Passage provided
★ ★ ★ ★ ★
Veterans Affairs office closures: Questions and Answers

Can’t veterans get the services they need from Service Canada locations, as well as online and through the phone, when these offices close?

  • Veterans Affairs workers receive specialized, ongoing training because Veterans Affairs services and programs, like the needs of veterans, are vast and complex and always evolving. Service Canada workers have received very limited training about Veterans Affairs services and programs, so can only answer general questions and supply and receive forms. They cannot sit down with veterans to help them fill out their applications for benefits and services or check to ensure that forms are properly completed. One mistake can result in the denial of benefits to a veteran.
  • Service Canada workers cannot access veterans’ files and therefore cannot give advice or guidance related to individual cases. Veterans Affairs workers do access those files and have often built long term relationships with clients so are much more able to understand and respond to their needs. This is especially important for veterans with complex physical and mental health conditions.
  • PSAC represents the workers at Service Canada too. They’d like to do more for our veterans, but it is unrealistic to expect them to have the same degree of expertise. They are often left with no choice but to point veterans to the computer or the toll-free phone line for help. Veterans tell us the phone line and internet are problematic, especially for those who are older or living with PTSD and other mental health challenges.

What about the Minister’s plan to place a Veterans Affairs worker in the Service Canada outlets where Veterans Affairs offices are closing?

  • It just isn’t possible for one worker to make up for the number of front line workers being lost when these offices close. Closing the Sydney office, for example, means losing 13 front line workers. In Thunder Bay, the closure means losing seven front line workers.
★ ★ ★ ★ ★
Entries shown
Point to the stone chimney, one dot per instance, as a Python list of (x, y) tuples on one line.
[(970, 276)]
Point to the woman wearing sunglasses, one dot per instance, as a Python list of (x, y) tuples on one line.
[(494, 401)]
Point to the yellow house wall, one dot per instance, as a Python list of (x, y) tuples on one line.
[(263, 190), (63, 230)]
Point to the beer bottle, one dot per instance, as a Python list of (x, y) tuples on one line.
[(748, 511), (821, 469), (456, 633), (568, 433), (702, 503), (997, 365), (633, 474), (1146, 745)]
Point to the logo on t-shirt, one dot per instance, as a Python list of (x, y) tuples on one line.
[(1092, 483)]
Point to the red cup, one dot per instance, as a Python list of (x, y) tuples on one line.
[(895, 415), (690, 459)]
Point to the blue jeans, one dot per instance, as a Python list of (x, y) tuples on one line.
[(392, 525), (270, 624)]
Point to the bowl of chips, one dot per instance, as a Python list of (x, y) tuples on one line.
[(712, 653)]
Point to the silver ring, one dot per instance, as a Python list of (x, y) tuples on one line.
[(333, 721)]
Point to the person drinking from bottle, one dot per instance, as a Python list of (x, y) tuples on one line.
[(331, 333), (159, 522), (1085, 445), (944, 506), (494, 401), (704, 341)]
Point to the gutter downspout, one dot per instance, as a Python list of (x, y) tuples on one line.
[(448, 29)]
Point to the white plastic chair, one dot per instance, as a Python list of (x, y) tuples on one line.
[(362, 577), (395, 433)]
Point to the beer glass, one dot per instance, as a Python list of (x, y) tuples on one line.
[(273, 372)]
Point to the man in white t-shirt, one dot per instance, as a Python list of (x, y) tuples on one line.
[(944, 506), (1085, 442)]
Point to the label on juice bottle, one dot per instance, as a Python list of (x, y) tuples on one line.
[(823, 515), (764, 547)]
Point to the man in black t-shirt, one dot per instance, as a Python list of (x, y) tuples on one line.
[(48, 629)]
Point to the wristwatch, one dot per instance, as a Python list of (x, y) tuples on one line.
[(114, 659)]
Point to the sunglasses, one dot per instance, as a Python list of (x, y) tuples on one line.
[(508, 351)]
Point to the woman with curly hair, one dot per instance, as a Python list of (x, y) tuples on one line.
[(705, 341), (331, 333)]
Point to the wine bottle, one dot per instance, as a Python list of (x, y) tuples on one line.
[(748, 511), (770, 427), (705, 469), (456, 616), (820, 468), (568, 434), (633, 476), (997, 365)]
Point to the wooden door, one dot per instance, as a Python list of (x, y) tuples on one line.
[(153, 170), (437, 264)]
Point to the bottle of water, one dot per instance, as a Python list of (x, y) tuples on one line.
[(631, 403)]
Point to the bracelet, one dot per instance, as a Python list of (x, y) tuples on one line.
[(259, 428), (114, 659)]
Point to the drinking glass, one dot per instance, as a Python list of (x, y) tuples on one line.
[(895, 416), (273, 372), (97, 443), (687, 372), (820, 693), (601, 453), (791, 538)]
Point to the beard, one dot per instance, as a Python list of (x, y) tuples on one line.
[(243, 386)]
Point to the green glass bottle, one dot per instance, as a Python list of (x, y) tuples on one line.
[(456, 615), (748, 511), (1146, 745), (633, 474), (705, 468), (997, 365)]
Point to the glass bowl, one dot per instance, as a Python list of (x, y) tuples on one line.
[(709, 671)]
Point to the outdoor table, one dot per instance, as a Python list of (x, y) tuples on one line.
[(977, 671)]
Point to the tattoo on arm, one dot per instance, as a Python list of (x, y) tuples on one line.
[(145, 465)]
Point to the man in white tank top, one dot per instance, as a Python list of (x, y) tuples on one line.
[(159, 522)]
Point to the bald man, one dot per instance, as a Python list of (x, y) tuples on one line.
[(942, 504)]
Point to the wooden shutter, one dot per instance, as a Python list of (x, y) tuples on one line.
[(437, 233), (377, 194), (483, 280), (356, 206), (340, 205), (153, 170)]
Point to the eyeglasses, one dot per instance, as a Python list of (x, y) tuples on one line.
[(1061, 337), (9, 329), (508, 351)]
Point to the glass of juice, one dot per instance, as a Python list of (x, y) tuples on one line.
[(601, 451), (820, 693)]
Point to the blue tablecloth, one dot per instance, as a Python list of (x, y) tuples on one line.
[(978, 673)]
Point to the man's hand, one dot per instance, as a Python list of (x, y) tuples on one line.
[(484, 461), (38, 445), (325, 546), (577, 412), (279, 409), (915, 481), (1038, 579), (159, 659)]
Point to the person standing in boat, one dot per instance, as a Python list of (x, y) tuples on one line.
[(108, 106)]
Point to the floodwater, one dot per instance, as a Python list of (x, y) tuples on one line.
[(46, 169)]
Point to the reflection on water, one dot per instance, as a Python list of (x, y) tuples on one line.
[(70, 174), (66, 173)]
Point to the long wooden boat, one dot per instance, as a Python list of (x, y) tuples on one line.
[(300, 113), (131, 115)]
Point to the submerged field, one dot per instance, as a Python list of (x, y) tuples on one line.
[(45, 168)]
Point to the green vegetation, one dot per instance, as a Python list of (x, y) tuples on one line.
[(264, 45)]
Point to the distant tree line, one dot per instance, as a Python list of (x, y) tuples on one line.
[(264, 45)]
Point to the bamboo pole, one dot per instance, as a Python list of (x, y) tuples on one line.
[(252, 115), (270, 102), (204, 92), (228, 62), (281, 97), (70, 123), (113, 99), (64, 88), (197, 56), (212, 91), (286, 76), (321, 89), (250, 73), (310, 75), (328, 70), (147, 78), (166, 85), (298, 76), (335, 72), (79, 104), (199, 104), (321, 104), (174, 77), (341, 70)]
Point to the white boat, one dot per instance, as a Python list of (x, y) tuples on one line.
★ ★ ★ ★ ★
Things to do
- A) In the text on Veterans Affairs office closures:
(i) What can Service Canada workers do, given their limited training in Veterans Affairs services and programs?
(ii) Which organization represents the workers at Service Canada?
(iii) How many front line workers are lost when the Sydney office closes?
- B) Extend the question-and-answer text on Veterans Affairs office closures, picking up after its final sentence.

Answers by task
- A)
(i) They can only answer general questions and supply and receive forms.
(ii) PSAC.
(iii) 13.

- B)
  • Veterans say they need their own space in which to access these services. These offices have been set up with veterans’ needs in mind. They have reception areas designed for veterans and their families and private interview rooms for meetings with Client Service Agents and Case Managers. They also have examination rooms where veterans can meet with nurses and other healthcare practitioners.

If a veteran has trouble travelling to a VAC office, medical or other facilities, can’t doctors, nurses or case workers go to the residence of the veteran?

  • Only veterans who have Case Managers receive home visits from Veterans Affairs. Clients without case-managed files will have to travel to the closest remaining Veterans Affairs office for in-person services that require access to their file or expertise in Veterans Affairs programs and services. With the exception of travel for pension-related medical appointments, veterans must cover their own travel costs.
  • WFor veterans in Thunder Bay, the office closure means traveling to North Bay, 13 hours away. For veterans in Sydney, the closure means a five to six hour drive to Halifax. For veterans in Corner Brook, it means an eight hour drive to St. John’s. For veterans in Charlottetown, it would mean traveling out of province to Saint John. Given these distances, and given that there will be fewer Case Managers working once the offices close, it is unlikely veterans will still receive the home visits they need when they need them.
  • The government has not committed to adding staff to the offices taking on clients from offices they want to close. This means increased caseloads, longer wait times for home visits and less service for all the veterans being served by those offices. If the government goes ahead with the Sydney closure, for example, more than 4,200 client files, including 120 case-managed files, will be transferred to Halifax.

Don’t veterans have access to Operational Stress Injury Clinics and Integrated Personnel Support Centres too?

  • There are no Operational Stress Injury Clinics or Integrated Personnel Support Centres in the communities where the government wants to shut down Veterans Affairs offices.

Don’t these closures reflect the changing demographics of Canada’s veterans?

  • Altogether the nine offices the government wants to close serve more than 17,000 veterans and their family members. Those numbers demonstrate the closures simply don’t make sense.
  • In the last two years, the number of traditional veterans served by Veterans Affairs has decreased from 63,000 to 49,000. But the number of Regular Force Veterans served by Veterans Affairs has increased from 68,000 to 76,000. That number will continue to increase.  In 2013, the average age of the 594,300 Canadian Forces veterans is 56. And none of these numbers include family members, survivors and the RCMP who are served by Veterans’ Affairs.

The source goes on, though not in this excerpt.